GIVEN EXERCISE
Copy out every record below exactly as written, but leave out any pictures.

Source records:
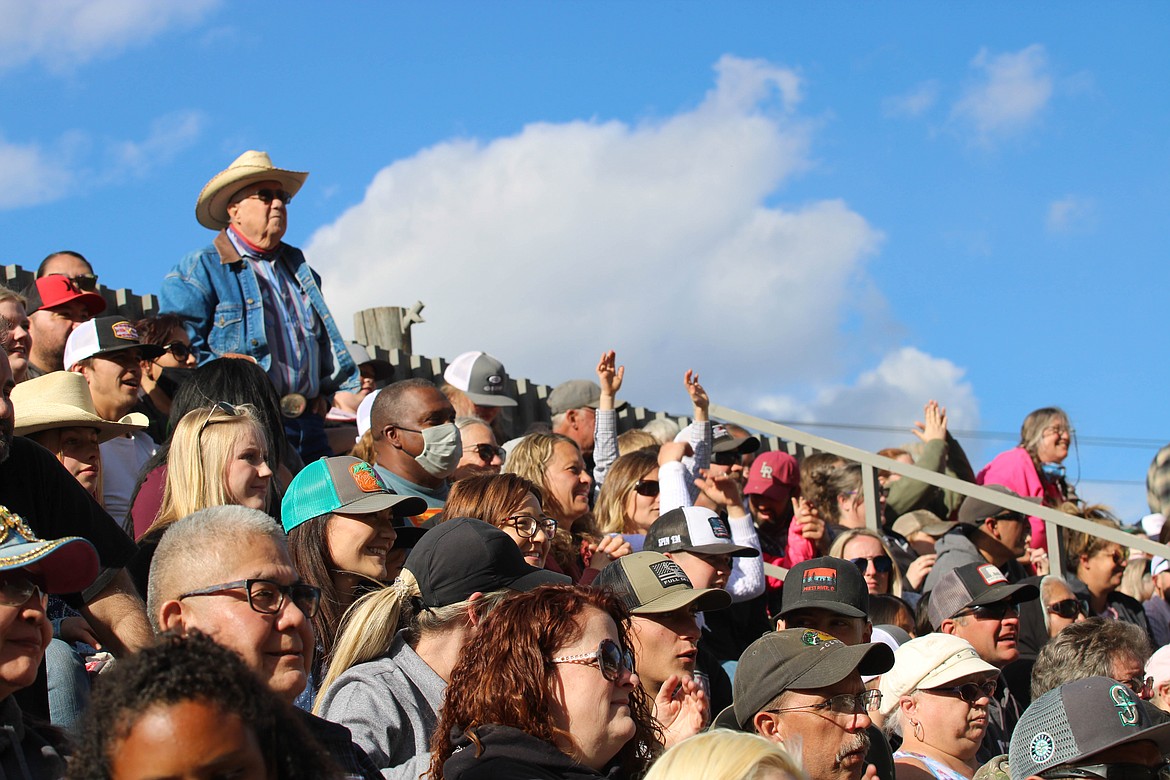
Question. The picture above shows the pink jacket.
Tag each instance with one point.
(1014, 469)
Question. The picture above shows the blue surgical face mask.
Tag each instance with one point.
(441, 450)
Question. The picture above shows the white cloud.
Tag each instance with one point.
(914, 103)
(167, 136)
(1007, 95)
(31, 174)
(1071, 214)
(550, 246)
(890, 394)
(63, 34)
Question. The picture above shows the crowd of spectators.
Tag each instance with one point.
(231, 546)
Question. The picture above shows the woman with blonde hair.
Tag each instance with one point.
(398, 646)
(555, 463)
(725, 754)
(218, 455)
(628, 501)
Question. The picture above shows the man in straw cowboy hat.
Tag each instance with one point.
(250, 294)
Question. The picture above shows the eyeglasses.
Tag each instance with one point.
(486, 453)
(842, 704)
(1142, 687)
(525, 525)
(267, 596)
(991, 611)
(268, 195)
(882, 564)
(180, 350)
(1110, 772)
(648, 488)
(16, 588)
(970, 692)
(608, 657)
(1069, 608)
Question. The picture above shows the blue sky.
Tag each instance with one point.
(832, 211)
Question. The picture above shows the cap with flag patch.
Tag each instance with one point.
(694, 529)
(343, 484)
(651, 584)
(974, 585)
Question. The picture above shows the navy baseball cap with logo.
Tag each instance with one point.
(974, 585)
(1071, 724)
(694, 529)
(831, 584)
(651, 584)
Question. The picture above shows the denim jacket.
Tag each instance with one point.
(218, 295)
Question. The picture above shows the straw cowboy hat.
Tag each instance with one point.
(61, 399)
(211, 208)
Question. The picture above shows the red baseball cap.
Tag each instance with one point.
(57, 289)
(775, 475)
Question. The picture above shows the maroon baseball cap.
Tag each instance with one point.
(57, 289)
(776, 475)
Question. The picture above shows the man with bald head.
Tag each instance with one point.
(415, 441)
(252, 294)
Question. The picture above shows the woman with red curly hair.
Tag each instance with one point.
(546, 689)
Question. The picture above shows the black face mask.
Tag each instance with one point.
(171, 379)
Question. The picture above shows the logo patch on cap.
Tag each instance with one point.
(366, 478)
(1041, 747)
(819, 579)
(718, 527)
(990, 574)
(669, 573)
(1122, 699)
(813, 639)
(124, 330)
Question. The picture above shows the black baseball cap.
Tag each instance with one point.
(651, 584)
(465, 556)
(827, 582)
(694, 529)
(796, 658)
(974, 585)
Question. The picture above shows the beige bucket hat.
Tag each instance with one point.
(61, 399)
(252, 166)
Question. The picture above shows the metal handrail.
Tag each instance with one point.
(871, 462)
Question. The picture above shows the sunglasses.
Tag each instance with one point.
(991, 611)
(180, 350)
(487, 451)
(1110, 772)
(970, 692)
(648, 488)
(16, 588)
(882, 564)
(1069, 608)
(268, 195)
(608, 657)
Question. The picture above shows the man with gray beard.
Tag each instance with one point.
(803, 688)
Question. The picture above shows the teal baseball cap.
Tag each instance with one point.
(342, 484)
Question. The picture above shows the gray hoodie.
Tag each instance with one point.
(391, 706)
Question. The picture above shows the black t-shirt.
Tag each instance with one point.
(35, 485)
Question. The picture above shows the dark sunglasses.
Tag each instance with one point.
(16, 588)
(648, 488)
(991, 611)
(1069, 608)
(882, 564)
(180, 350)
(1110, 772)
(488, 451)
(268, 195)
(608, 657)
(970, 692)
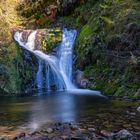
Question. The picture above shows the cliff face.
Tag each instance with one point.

SOLUTION TO THIS EXERCISE
Question. The picture above shows the pink jacket.
Tag each instance with one point.
(1014, 469)
Question. The picture above shows the blue surgical face mask.
Tag each instance with one point.
(441, 450)
Question. The picture above shows the white cloud.
Tag each instance with one point.
(914, 103)
(167, 136)
(1007, 95)
(31, 174)
(1071, 214)
(550, 246)
(890, 394)
(63, 34)
Question. The picture above shows the crowd of spectators.
Tag each instance with one point.
(231, 546)
Question. The picture above shows the woman with blonde hair.
Tag each instance with one point.
(398, 646)
(555, 463)
(725, 754)
(218, 455)
(628, 501)
Question. The picture above shows the man in straw cowboy hat.
Tag each instance with one point.
(250, 294)
Question. The picture above shows the eyeglasses.
Tag each instance with one point.
(486, 453)
(842, 704)
(1142, 687)
(525, 525)
(267, 596)
(991, 611)
(268, 195)
(882, 564)
(180, 350)
(1110, 772)
(648, 488)
(16, 588)
(970, 692)
(608, 657)
(1069, 608)
Question. The picture above shows the blue sky.
Tag each instance with one point.
(832, 211)
Question. The picture above shows the cap with flag patch.
Tag each instance with one point.
(694, 529)
(343, 484)
(651, 584)
(974, 585)
Question. The picture above shows the navy baseball cap with logo.
Tag each instance with one point.
(974, 585)
(1071, 724)
(694, 529)
(831, 584)
(651, 584)
Question. The picture above shows the denim jacket.
Tag each instance with one point.
(218, 295)
Question. The picture above shows the straw cowboy hat.
Tag each instance with one point.
(61, 399)
(211, 208)
Question. The picture above shows the red baseball cap.
Tag each instance with one point.
(57, 289)
(775, 475)
Question. The picture above shows the maroon baseball cap.
Tag each instance with one point.
(57, 289)
(776, 475)
Question. The picture above shows the man with bald head.
Tag each instance with one point.
(415, 441)
(252, 294)
Question. The picture above shows the woman with red curly hair.
Tag each instance with one point.
(546, 689)
Question. The picture above shows the black face mask.
Tag each instance with one point.
(171, 379)
Question. The picture above shows the logo patch on cap.
Tag each instance with one point.
(366, 478)
(1041, 747)
(819, 579)
(718, 527)
(990, 574)
(669, 573)
(1122, 699)
(813, 639)
(124, 330)
Question. The picture above shows the black baseball cap.
Tag each instance with one point.
(651, 584)
(465, 556)
(827, 582)
(694, 529)
(796, 658)
(974, 585)
Question. The picture above shows the beige bucket hat.
Tag each instance with one point.
(61, 399)
(252, 166)
Question. The picture above shows the metal handrail.
Tag each instance with one point.
(871, 462)
Question. The picture above shows the sunglasses.
Tag each instance with one point.
(991, 611)
(180, 350)
(487, 451)
(1110, 772)
(970, 692)
(648, 488)
(16, 588)
(882, 564)
(1069, 608)
(268, 195)
(608, 657)
Question. The picture above shows the man with gray beard.
Tag each instance with one point.
(803, 688)
Question. The picture above shows the teal baseball cap.
Tag each instance with one point.
(342, 484)
Question. The picture above shows the gray hoodie.
Tag each instance with one point.
(391, 706)
Question. The picture above shows the black t-shirt.
Tag each instance with one point.
(35, 485)
Question. The picture above shows the dark sunglasses.
Tag each instance with one point.
(16, 588)
(648, 488)
(991, 611)
(1069, 608)
(882, 564)
(180, 350)
(1110, 772)
(488, 451)
(268, 195)
(608, 657)
(970, 692)
Question. The picture above shows the cliff face.
Tag each instance with one point.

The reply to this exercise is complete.